Location labeling records:
══════════════════════════════

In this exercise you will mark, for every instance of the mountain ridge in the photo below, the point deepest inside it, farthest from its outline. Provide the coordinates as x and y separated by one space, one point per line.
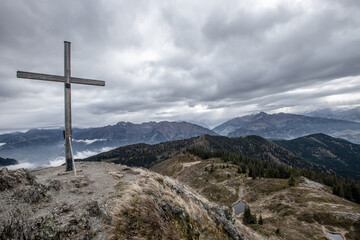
288 126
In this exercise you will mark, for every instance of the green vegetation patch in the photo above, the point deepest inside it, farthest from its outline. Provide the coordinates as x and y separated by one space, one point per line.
326 219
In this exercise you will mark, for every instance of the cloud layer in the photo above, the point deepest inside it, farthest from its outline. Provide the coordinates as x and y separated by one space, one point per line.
206 61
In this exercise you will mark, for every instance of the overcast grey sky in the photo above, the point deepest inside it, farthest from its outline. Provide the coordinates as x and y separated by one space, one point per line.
203 61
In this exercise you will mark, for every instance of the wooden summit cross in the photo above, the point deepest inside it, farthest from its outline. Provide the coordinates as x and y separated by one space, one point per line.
67 80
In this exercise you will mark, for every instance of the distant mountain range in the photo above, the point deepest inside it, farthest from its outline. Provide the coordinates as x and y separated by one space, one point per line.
7 162
316 152
144 155
40 145
288 126
44 145
350 115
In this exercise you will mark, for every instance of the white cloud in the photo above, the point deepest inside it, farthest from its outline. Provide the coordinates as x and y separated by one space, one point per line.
177 60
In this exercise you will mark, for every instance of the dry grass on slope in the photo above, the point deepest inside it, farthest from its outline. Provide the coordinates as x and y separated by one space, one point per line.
106 201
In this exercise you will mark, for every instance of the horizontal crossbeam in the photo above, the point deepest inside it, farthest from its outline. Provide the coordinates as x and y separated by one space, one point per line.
56 78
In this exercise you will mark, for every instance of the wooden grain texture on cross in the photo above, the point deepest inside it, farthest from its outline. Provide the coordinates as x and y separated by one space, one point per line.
56 78
67 80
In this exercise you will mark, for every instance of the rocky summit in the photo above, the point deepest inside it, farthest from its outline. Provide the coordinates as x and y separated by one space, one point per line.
106 201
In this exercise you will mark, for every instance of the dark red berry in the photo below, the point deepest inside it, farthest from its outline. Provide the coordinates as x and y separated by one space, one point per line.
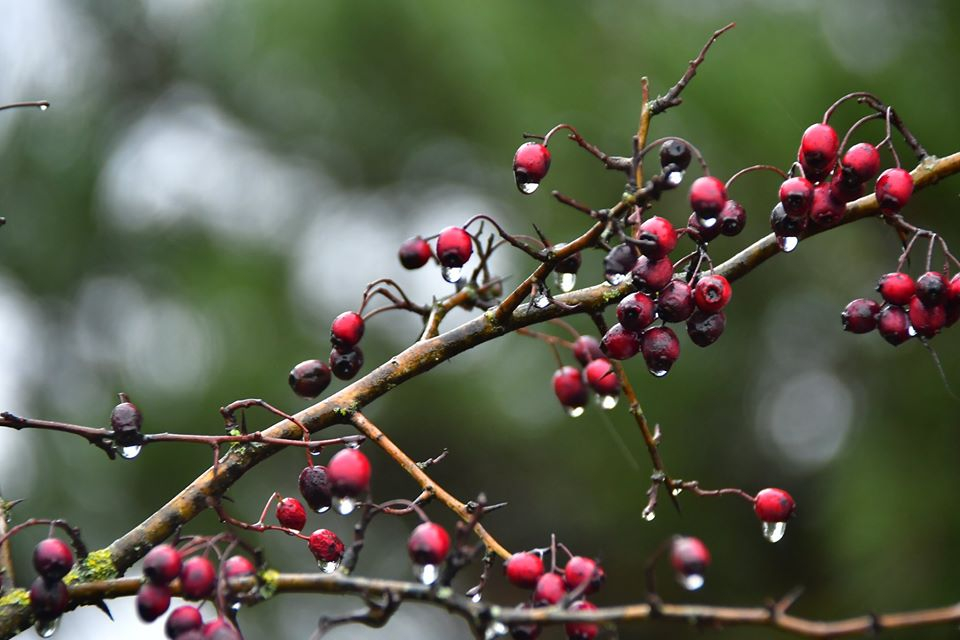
162 564
660 349
346 365
705 328
153 600
652 275
579 570
309 378
860 163
712 293
348 473
656 237
197 578
893 190
675 303
530 165
346 330
315 488
796 196
524 569
635 311
620 343
52 558
291 514
414 253
774 505
927 320
860 316
707 197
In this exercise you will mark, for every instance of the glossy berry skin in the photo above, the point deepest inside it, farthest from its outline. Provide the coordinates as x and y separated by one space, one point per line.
162 564
932 288
348 473
309 378
675 303
530 164
414 253
689 556
635 311
52 558
524 569
796 196
652 275
181 620
197 578
712 293
153 600
620 343
346 365
893 190
705 328
860 163
315 487
602 378
707 197
586 348
582 630
454 247
569 388
818 150
657 237
860 316
893 324
325 546
346 330
579 570
774 505
927 320
897 288
291 514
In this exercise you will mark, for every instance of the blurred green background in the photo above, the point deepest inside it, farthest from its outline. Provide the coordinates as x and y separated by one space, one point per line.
217 180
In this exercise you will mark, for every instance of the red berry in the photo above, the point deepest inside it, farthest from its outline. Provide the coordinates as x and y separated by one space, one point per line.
346 330
579 570
635 312
860 316
162 564
414 253
181 620
530 165
153 600
309 378
712 293
893 190
796 196
197 578
52 558
656 237
774 505
291 514
620 343
524 569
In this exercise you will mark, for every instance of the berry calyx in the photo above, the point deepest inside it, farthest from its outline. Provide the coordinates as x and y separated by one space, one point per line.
309 378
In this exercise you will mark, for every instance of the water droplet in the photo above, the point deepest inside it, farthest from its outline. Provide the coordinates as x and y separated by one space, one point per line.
46 628
691 582
787 243
451 274
345 505
426 573
574 412
774 531
566 281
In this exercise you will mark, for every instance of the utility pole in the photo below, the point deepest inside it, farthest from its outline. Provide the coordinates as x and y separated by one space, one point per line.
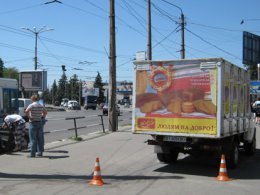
182 36
36 33
149 45
182 28
112 113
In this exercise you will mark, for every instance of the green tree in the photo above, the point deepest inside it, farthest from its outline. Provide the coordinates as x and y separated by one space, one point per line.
62 91
74 87
99 84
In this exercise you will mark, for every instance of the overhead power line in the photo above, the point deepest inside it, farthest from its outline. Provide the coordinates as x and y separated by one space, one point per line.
215 46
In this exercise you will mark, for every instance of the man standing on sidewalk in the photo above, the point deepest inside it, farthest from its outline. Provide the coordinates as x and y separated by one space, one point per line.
35 112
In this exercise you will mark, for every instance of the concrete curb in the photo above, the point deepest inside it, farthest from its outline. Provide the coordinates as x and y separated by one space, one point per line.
87 137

══════════════════════════════

* Problem description *
Every line of the data above should be quoted exactly. Omit the pictures.

* Complete response *
In this exercise you will mark, for every instance of the mountain ridge in the photo below, the point deepest inside it, farthest from its outline. Provide the coordinates as x and y separated by one space, one point per line.
288 126
In this exercise you will mark, for every instance of the green vegetation patch in the photo above, the point deepest inside it, farthest from its outline. Provide the coordinates as x and y separated by one space, one point per line.
326 219
In this exercise you will mark, for every instance of the cloud layer in the photo above, the point deepest inside it, farthest from its outline. Provide the coordinates as x and y separated by one space, one point per line.
206 61
In this exercise you will mark, for every instance of the overcast grey sky in the photo above, the point deepest inside it, farthest from its outline. Provide the coordinates as x and y separated by one space, one point per line.
203 61
In this exercise you will mark, for every instance of the wooden summit cross in the photo above, the point deepest inside it, farthest from its outline. Provide the coordinates as x and y separated by one space, one point per line.
67 80
In this exercise you will mark, for every instance of the distant mountain range in the photo above, the point deepest inside it, farthest from its outline. Provide the coordinates as x and y separated by one space, one point per line.
7 162
316 152
144 155
40 145
288 126
44 145
350 115
In this exercise you will mark, for every instance of the white cloud in the photo above, the point deepest inside it, farthest from its outline. Provide the coordinates as x and y separated by one space, one point per line.
177 60
In this exercise you will mark, for every instance of the dry grass on slope in the photo above, the point deepest inside it, farthest from its outline. Provide the coordinates as x and y separated by one space, one point per line.
106 201
In this exercise you will mark, for every instance of the horizontal crossbeam in the photo above, the point deepest inside it, farthest from its outline. Provide the coordinates as x and y separated by one space, one point per line.
56 78
In this exercise you will mark, for every instance of the wooden grain texture on cross in the photo above, the point deepest inside it, farthest from its outline. Provide the coordinates as x and y separated by one space, one point per line.
56 78
67 80
In this exercise you will mark, for every instance of the rocky summit in the photo above, the point deepest inside it, farthest from its outline. Provide the coordinates as x and y separated by one space, one point per line.
106 201
In this exercise you will mark, for every instance of the dark red berry in the photo below, the point deepest inside it, farthest from its outline. Provide the coordinates as x and y separated by one space, one point per line.
162 564
660 349
346 365
705 328
153 600
652 275
579 570
309 378
860 163
712 293
348 473
656 237
197 578
893 190
675 303
530 165
346 330
315 488
796 196
524 569
635 311
620 343
52 558
291 514
414 253
774 505
927 320
860 316
707 197
In this exercise you will mark, for every instance of the glossy berry skin in the photo above, the point deepest inside it, farthest from its outline. Provide the coordinates as x and y separated by one space, one point per line.
162 564
932 288
348 473
309 378
675 303
530 164
414 253
689 556
635 311
52 558
524 569
796 196
652 275
181 620
197 578
712 293
153 600
620 343
346 365
893 190
705 328
860 163
315 487
602 378
707 197
586 348
582 630
454 247
569 388
818 150
657 237
860 316
893 324
325 546
346 330
579 570
774 505
927 320
897 288
291 514
In this exercise you will mark, for every instance of the blurred green background in the photo above, the point deepest inside it, farthest from its outline. Provide the coordinates as x and y separated by one space, one point per line.
217 180
In this exercise you will mark, for every instance of the red berry in the photo above, the point deepest inside it, farthest from its outline. Provide the coordinates as x and y separated by one space, one point per line.
346 330
579 570
635 312
860 316
162 564
414 253
181 620
530 165
153 600
309 378
712 293
893 190
796 196
197 578
52 558
656 237
774 505
291 514
620 343
524 569
In this exercise you will mark, for every instance of the berry calyx in the photo above, the point deepest inside it, farthest from its outline. Provide the coordinates as x and y separated by one space, one point per line.
309 378
In this exercise you will mark, for every instance of the water droplet in the photo above, the point deepest inside it, farthest from its outline. Provide the coordinates as x and y separated by one space, one point per line.
46 628
691 582
787 243
451 274
345 505
426 573
574 412
774 531
566 281
In this exercise you will mark, for every instance of the utility pole in the photo below, the point deepest inside it, farthest from its outline. Provide the coordinates as x and y separated by one space, one point per line.
182 36
36 33
149 45
182 28
112 113
In this exercise you will mark, for every instance of the green tree in the photo above, the point deepest inside it, farthest from its outline. Provide the coordinates as x and y separated by one space, one point per line.
62 91
74 87
99 84
In this exercise you will mark, for every instance of the overhead power line in the photo above, the point deepest inside it, farthest from its outline. Provide the coordinates as x and y separated by one space, one point per line.
215 46
In this exercise you will mark, for every instance of the man standing on sidewalk in the photo above, the point deepest inside it, farthest from its outline. Provide the coordinates as x and y separated by one space, one point per line.
35 112
In this exercise you will mark, for every instance of the concrete curb in the photo above, the point deepest inside it, farthest from its outline. Provide the coordinates as x and y separated by one space, one point per line.
87 137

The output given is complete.